STORED DATA
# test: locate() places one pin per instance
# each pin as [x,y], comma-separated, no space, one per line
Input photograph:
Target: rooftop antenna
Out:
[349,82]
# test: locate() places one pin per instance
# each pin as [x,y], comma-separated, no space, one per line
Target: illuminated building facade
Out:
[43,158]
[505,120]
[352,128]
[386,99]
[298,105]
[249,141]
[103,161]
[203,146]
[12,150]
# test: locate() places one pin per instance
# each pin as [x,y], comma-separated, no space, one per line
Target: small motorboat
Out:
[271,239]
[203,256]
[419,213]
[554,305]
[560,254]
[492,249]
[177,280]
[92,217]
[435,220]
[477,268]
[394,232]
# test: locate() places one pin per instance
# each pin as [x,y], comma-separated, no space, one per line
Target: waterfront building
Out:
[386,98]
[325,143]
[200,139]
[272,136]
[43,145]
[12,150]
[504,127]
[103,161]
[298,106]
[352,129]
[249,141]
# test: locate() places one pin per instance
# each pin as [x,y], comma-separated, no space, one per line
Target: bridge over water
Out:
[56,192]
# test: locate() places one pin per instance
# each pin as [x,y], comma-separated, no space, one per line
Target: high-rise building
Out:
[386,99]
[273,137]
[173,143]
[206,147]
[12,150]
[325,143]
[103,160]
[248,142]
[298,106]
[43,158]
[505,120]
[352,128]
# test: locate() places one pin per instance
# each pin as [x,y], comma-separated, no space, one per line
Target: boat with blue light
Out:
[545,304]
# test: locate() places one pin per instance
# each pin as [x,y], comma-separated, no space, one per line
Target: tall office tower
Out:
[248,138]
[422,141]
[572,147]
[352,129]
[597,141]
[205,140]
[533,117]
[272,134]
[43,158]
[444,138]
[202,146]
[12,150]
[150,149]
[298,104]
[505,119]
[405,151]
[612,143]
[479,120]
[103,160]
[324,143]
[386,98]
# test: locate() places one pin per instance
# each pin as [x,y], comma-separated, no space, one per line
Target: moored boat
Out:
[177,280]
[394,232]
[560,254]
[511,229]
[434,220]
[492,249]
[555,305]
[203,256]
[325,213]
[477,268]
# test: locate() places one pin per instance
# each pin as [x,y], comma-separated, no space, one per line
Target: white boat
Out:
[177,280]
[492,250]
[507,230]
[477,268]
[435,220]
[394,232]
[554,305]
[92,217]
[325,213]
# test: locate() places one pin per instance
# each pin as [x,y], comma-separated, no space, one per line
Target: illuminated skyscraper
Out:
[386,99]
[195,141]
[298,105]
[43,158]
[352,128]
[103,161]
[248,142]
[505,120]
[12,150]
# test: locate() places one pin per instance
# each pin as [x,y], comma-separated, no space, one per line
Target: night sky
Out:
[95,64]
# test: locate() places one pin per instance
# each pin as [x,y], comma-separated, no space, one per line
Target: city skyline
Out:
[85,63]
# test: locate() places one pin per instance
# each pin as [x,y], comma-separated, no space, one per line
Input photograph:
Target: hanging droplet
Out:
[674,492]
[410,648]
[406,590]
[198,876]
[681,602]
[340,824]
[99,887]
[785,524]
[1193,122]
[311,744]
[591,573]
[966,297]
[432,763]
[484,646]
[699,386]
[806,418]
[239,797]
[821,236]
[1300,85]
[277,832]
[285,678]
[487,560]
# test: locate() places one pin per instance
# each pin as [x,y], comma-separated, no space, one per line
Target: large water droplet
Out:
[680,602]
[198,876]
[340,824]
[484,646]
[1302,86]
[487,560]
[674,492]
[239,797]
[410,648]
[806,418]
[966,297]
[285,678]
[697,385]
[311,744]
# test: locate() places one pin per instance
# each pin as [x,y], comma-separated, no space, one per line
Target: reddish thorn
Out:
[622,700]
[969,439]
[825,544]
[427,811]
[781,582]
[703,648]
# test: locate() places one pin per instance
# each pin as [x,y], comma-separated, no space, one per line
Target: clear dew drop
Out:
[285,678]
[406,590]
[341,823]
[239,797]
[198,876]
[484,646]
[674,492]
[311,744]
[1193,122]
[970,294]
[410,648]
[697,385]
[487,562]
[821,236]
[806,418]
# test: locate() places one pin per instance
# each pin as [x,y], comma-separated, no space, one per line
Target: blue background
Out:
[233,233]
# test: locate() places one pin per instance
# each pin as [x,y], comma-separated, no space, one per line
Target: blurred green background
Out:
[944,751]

YOUR OBJECTIVE
Recopy the entries above in their entirety, exactly.

ANSWER TO THIS PROBLEM
# test: locate() places one pin per instance
# each pin as [x,y], comma-separated, no space, one per line
Input photograph:
Target: rooftop antenna
Out:
[349,82]
# test: locate() places one pin per instance
# each pin as [x,y], comma-separated, no space, one per line
Target: illuminated building facade
Out:
[43,158]
[505,120]
[352,128]
[386,99]
[298,105]
[249,141]
[103,161]
[203,146]
[12,150]
# test: locate() places one pin per instance
# each pin as [x,y], comma-separated, no space, one per line
Target: small motorboat
Out:
[271,239]
[203,256]
[419,213]
[554,305]
[560,254]
[492,249]
[177,280]
[92,217]
[435,220]
[477,268]
[394,232]
# test: locate() places one pin per instance
# each pin as [x,y], comma-separated, no space, one per line
Target: waterfront building
Out:
[386,98]
[325,143]
[200,139]
[272,136]
[43,145]
[12,150]
[504,127]
[103,161]
[298,106]
[352,129]
[249,141]
# test: locate() places one pin per instance
# each pin as [x,y], comma-separated, no space, one per line
Target: bridge over water
Out:
[56,192]
# test: locate() places one pin per instance
# each pin as [x,y], comma-separated, no space, one per line
Target: high-rise building
Out:
[386,99]
[273,137]
[173,143]
[206,147]
[12,150]
[325,143]
[103,160]
[248,142]
[298,106]
[43,158]
[505,120]
[352,128]
# test: locate() places one pin per instance
# each pin as [x,y], comma-separated, no space, one per line
Target: boat with blue light
Out:
[545,304]
# test: locate() places one pin per instance
# each pin as [x,y], comma-separated, no space, one per line
Target: tall office tower
Out:
[248,138]
[422,141]
[572,147]
[352,129]
[597,141]
[205,140]
[533,117]
[272,134]
[43,158]
[444,138]
[202,146]
[12,150]
[150,149]
[298,104]
[505,119]
[405,151]
[612,143]
[479,120]
[103,160]
[324,143]
[386,98]
# test: locate() places one pin per instance
# each pin as [x,y], comma-separated, no space, one per line
Target: moored boat
Out:
[177,280]
[394,232]
[560,254]
[511,229]
[434,220]
[492,249]
[555,305]
[203,256]
[325,213]
[477,268]
# test: locate() places one pin per instance
# each pin as [x,y], comma-separated, no space, one per line
Target: white boat
Out:
[177,280]
[492,250]
[507,230]
[477,268]
[435,220]
[394,232]
[554,305]
[92,217]
[325,213]
# test: locate() places one pin per instance
# each pin as [x,y], comma-separated, no space, one per line
Target: illuminated skyscraper
Out:
[386,99]
[195,141]
[298,105]
[43,158]
[352,128]
[103,161]
[248,142]
[505,120]
[12,150]
# test: locate() places one pin per instance
# each pin as [x,y], comma-separated, no space, one per line
Target: night sky
Out:
[95,64]
# test: locate() places one pin per instance
# each pin as [x,y], comma-separated, no space, one per line
Target: city skyline
Out:
[85,63]
# test: locate() places one pin per instance
# each pin as [x,y], comma-separated, no space, one per line
Input photograph:
Target: hanging droplet
Out:
[674,492]
[410,648]
[406,590]
[198,876]
[681,602]
[340,824]
[99,887]
[785,524]
[1193,122]
[311,744]
[591,573]
[966,297]
[432,763]
[484,646]
[699,386]
[806,418]
[239,797]
[821,236]
[1300,85]
[277,832]
[285,678]
[487,560]
# test: locate() places one pin per instance
# each pin as [x,y], comma-separated, no space, one per line
Target: large water droplet
Out:
[680,602]
[198,876]
[340,824]
[484,646]
[1302,86]
[487,560]
[674,492]
[239,797]
[410,648]
[806,418]
[966,297]
[285,678]
[697,385]
[311,744]
# test: locate() places one pin per instance
# each pin as [x,y], comma-separated, no space, one per line
Target: reddish thorn
Out:
[622,700]
[969,439]
[825,544]
[427,811]
[781,582]
[703,648]
# test: locate() places one pin per instance
# each pin as [x,y], comma-separated, no space, one per line
Target: clear dew drop
Out:
[285,678]
[406,590]
[341,823]
[239,797]
[198,876]
[484,646]
[674,492]
[311,744]
[1193,122]
[970,294]
[410,648]
[697,385]
[487,562]
[821,236]
[806,418]
# test: locate() places one pin per instance
# each pin as [x,y], comma-separated, no space, one per line
Target: blue background
Out:
[233,233]
# test: locate() places one pin per instance
# each pin as [x,y], comma-separated, no space, one per line
Target: blurred green background
Out:
[944,751]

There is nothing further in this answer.